*EXERCISE OBJECTIVE:* Report how many lines of the items below contain the word "jacket", and give only that number. Case counts.

*ENTRIES SUPPLIED:*
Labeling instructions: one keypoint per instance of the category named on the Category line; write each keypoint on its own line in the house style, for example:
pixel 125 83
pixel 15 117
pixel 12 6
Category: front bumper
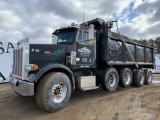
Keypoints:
pixel 22 87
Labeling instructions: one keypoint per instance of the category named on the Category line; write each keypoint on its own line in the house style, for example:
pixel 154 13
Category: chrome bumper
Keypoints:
pixel 22 87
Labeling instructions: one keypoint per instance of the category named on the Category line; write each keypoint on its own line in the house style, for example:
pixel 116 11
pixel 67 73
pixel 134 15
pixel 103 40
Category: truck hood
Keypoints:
pixel 41 54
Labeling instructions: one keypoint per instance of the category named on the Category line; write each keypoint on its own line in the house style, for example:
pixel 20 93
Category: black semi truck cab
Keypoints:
pixel 85 57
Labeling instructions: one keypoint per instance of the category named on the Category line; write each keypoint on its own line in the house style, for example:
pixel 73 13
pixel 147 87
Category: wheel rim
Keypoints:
pixel 149 76
pixel 59 92
pixel 141 78
pixel 127 78
pixel 112 79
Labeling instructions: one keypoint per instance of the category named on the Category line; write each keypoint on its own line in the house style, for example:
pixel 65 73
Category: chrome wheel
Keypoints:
pixel 127 78
pixel 59 92
pixel 112 79
pixel 149 77
pixel 141 78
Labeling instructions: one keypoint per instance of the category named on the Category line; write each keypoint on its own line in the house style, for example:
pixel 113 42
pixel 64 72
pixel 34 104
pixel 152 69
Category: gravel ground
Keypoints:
pixel 123 104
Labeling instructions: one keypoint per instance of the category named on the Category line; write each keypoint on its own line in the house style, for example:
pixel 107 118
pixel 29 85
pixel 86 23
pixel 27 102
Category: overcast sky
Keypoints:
pixel 37 19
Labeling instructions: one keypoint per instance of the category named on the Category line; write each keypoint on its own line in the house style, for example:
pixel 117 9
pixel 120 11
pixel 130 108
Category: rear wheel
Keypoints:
pixel 139 78
pixel 53 91
pixel 125 77
pixel 148 76
pixel 110 79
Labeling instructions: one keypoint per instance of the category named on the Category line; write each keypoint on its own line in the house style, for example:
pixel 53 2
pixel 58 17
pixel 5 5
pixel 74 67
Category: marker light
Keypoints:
pixel 31 67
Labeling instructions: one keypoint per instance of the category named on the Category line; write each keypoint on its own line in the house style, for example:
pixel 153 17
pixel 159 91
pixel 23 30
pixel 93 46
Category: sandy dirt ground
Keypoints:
pixel 123 104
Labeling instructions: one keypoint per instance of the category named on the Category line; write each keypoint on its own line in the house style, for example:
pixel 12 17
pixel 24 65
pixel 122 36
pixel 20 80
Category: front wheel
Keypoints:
pixel 53 91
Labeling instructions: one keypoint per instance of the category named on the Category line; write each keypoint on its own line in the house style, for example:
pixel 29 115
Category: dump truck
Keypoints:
pixel 84 57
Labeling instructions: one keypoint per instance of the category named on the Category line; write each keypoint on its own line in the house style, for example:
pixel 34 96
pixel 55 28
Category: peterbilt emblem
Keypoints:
pixel 84 51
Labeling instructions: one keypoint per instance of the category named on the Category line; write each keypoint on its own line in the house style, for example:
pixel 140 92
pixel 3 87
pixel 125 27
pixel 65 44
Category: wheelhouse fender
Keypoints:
pixel 35 76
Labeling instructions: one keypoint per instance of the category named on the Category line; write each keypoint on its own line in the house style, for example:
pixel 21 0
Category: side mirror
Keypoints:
pixel 91 32
pixel 54 39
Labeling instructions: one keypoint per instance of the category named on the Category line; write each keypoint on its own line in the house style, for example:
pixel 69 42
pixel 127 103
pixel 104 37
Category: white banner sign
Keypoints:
pixel 6 60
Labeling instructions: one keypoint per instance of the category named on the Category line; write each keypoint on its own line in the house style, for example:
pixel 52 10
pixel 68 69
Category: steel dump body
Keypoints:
pixel 113 51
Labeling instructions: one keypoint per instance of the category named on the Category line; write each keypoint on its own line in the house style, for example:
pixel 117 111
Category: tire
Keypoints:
pixel 125 77
pixel 53 91
pixel 139 78
pixel 110 79
pixel 148 76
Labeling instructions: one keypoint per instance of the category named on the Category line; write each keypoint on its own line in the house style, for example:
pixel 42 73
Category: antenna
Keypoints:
pixel 83 11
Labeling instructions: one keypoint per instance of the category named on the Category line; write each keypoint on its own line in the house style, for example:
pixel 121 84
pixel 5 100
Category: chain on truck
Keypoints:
pixel 85 57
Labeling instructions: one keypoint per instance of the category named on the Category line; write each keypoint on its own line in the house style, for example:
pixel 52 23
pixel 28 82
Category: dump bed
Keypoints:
pixel 113 51
pixel 118 54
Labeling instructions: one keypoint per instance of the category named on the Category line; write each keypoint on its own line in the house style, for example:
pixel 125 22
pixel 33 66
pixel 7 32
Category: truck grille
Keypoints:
pixel 17 61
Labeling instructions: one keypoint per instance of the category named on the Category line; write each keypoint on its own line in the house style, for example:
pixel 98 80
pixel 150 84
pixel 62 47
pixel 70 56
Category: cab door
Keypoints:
pixel 85 51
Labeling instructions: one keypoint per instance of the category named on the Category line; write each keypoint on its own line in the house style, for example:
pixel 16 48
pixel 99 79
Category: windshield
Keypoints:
pixel 64 35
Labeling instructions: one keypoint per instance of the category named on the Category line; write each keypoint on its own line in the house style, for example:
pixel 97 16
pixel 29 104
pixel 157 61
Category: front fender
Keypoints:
pixel 35 76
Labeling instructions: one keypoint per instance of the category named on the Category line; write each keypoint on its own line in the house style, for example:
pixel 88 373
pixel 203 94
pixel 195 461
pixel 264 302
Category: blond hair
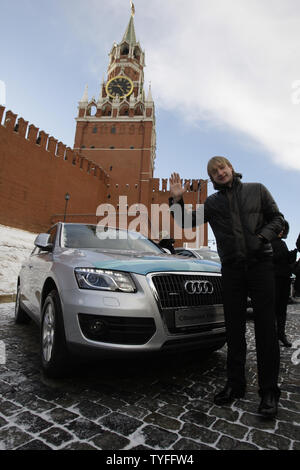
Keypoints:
pixel 217 161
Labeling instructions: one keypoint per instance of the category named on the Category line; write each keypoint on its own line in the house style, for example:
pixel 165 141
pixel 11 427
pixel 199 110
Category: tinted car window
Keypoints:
pixel 185 253
pixel 99 237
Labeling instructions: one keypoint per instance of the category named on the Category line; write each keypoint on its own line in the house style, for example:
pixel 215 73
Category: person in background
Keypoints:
pixel 166 242
pixel 283 260
pixel 296 271
pixel 244 218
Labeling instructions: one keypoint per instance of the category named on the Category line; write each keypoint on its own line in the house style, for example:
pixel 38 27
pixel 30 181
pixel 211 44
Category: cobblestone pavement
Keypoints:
pixel 154 403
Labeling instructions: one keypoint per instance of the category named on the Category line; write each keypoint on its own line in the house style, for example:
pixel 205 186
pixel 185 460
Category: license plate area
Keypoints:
pixel 187 317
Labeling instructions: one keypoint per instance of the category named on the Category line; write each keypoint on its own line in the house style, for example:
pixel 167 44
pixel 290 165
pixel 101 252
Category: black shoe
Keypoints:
pixel 285 341
pixel 227 395
pixel 269 405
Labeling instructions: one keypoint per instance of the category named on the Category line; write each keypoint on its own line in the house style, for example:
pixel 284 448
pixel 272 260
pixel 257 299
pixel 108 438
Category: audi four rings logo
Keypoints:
pixel 198 287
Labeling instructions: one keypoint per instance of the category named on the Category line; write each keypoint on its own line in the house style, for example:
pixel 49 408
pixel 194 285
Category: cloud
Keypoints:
pixel 231 63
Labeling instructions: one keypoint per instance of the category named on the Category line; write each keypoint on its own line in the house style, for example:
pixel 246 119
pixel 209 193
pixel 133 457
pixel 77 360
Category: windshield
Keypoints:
pixel 105 238
pixel 208 254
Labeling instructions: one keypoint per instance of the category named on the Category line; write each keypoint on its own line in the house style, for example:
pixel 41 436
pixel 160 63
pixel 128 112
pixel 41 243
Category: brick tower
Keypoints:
pixel 117 131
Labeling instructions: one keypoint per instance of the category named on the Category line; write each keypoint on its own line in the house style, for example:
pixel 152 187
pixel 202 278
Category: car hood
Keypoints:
pixel 134 262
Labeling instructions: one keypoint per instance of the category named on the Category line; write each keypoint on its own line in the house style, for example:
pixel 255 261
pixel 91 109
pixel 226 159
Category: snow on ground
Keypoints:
pixel 15 247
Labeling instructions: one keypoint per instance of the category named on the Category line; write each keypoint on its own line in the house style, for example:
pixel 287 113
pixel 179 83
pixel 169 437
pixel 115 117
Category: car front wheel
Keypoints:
pixel 54 352
pixel 21 316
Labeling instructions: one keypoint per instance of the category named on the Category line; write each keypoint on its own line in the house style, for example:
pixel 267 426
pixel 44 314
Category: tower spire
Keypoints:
pixel 132 8
pixel 129 35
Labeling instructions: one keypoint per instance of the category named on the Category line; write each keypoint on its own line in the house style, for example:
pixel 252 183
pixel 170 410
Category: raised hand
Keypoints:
pixel 176 189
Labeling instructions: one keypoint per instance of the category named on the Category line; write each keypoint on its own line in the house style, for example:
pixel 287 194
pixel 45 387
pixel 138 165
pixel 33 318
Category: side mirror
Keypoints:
pixel 42 241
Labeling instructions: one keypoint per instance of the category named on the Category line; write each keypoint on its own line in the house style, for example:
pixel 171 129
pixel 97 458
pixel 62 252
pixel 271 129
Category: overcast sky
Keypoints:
pixel 225 77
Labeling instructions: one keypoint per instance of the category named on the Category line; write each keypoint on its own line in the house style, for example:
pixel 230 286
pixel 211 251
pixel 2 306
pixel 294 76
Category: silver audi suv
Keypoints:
pixel 94 289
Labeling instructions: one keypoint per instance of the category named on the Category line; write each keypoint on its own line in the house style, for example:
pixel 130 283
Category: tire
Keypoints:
pixel 54 351
pixel 21 317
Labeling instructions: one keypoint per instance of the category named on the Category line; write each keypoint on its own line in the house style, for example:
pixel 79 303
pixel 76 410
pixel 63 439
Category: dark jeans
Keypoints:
pixel 283 286
pixel 255 279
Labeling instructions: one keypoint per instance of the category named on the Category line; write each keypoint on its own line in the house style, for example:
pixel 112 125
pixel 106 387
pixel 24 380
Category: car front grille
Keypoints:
pixel 172 298
pixel 172 294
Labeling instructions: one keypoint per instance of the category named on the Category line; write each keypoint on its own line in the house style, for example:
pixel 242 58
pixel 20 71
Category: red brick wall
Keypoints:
pixel 34 178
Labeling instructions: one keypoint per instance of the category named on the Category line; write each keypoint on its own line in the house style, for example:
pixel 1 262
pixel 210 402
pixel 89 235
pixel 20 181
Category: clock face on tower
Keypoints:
pixel 120 85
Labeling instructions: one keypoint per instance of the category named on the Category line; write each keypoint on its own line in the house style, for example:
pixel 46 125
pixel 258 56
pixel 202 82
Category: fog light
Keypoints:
pixel 98 327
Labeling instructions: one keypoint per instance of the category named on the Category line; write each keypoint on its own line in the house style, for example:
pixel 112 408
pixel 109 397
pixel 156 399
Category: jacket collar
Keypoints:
pixel 236 182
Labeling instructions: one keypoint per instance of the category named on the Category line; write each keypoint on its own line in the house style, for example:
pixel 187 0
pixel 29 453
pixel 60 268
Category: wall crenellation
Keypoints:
pixel 32 134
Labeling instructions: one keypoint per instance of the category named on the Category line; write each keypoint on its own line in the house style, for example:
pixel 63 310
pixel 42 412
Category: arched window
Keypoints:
pixel 125 49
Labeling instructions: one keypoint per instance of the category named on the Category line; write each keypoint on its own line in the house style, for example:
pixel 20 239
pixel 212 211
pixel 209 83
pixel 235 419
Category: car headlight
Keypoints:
pixel 99 279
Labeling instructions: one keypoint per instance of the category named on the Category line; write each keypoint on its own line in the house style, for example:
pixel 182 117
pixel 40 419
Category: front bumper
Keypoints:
pixel 128 322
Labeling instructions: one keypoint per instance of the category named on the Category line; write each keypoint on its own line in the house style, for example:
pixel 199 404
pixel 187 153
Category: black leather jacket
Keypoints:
pixel 237 215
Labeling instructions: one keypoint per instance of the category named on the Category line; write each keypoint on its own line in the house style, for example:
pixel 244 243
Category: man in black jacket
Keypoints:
pixel 244 218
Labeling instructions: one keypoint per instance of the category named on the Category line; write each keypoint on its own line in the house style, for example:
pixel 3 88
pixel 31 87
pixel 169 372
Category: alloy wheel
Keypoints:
pixel 48 332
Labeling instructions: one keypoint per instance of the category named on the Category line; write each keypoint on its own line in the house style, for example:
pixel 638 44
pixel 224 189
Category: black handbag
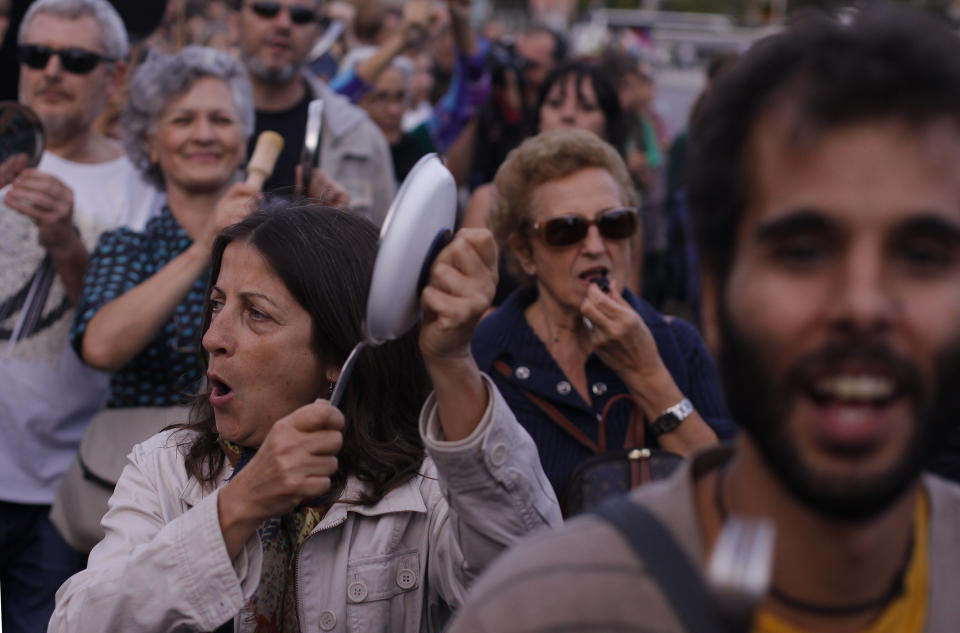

*ANSWER BELOW:* 3